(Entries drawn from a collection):
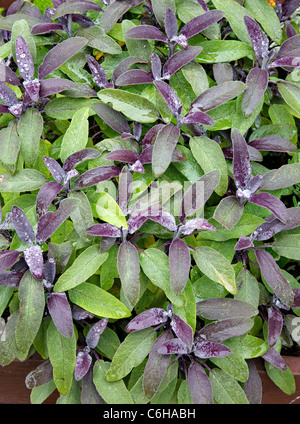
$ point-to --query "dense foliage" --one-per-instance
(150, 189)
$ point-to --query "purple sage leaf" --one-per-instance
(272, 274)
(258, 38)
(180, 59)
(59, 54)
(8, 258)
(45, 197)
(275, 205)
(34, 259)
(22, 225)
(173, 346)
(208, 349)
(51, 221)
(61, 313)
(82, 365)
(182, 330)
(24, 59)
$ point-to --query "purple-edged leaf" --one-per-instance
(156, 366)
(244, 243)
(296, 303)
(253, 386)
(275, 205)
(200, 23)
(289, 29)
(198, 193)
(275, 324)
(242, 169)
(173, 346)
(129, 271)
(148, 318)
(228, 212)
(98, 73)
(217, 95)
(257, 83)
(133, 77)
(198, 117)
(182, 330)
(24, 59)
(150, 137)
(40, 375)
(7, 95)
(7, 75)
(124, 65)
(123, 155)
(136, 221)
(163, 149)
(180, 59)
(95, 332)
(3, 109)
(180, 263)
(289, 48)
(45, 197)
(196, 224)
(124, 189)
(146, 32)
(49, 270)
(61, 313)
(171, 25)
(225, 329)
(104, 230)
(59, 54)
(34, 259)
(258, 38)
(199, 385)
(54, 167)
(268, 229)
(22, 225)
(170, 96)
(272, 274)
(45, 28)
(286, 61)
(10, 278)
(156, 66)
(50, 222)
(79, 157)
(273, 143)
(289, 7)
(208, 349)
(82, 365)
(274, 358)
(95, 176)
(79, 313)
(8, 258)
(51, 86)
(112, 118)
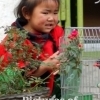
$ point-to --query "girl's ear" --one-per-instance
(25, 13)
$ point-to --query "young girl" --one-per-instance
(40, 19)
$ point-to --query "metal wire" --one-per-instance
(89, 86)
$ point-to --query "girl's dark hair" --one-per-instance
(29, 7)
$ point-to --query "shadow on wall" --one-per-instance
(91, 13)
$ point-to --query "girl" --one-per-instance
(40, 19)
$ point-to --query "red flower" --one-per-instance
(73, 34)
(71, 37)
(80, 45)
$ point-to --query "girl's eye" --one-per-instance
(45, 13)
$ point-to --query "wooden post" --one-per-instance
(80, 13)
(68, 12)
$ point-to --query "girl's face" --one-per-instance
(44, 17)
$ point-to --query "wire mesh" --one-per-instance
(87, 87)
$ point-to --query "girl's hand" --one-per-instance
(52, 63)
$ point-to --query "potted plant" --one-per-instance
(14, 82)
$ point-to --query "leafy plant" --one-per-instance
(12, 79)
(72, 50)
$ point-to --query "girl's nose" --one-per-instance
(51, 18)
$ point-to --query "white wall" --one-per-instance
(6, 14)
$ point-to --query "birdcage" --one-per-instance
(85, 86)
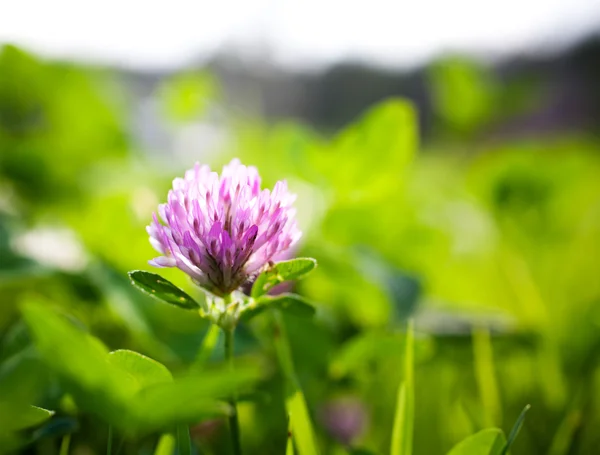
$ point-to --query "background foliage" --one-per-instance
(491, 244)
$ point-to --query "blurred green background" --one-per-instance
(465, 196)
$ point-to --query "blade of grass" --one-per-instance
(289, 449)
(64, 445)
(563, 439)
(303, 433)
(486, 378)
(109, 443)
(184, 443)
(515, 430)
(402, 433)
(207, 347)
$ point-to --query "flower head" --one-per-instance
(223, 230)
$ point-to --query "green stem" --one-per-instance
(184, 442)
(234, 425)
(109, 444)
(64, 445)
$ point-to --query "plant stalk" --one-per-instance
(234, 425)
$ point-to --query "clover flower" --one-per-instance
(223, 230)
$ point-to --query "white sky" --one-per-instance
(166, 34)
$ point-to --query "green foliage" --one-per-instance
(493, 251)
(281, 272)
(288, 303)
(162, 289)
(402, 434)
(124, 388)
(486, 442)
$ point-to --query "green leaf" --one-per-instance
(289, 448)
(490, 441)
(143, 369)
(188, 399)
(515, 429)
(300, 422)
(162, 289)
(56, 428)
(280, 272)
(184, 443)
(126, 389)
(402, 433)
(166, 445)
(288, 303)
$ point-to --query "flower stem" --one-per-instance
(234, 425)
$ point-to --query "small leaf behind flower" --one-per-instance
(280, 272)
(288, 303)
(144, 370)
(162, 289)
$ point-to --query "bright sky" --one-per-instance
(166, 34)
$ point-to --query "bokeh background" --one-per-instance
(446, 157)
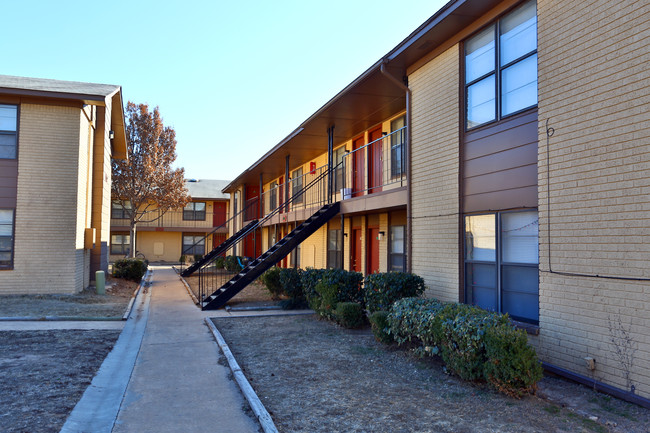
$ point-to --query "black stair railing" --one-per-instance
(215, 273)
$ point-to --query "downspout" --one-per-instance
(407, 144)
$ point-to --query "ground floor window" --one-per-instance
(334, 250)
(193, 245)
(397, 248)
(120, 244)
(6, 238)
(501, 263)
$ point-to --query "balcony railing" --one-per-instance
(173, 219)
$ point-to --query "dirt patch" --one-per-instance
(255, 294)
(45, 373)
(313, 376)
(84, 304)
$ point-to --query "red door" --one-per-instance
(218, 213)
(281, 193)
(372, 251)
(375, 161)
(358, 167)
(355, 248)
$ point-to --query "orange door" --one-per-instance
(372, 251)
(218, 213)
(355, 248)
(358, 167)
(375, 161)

(PROMPT): Show every line of the data above that contains the string "railing", copying each line in full.

(IN RESPONSE):
$ point-to --query "black stair railing" --one-per-instance
$ point-to --query "balcony railing" --one-per-instance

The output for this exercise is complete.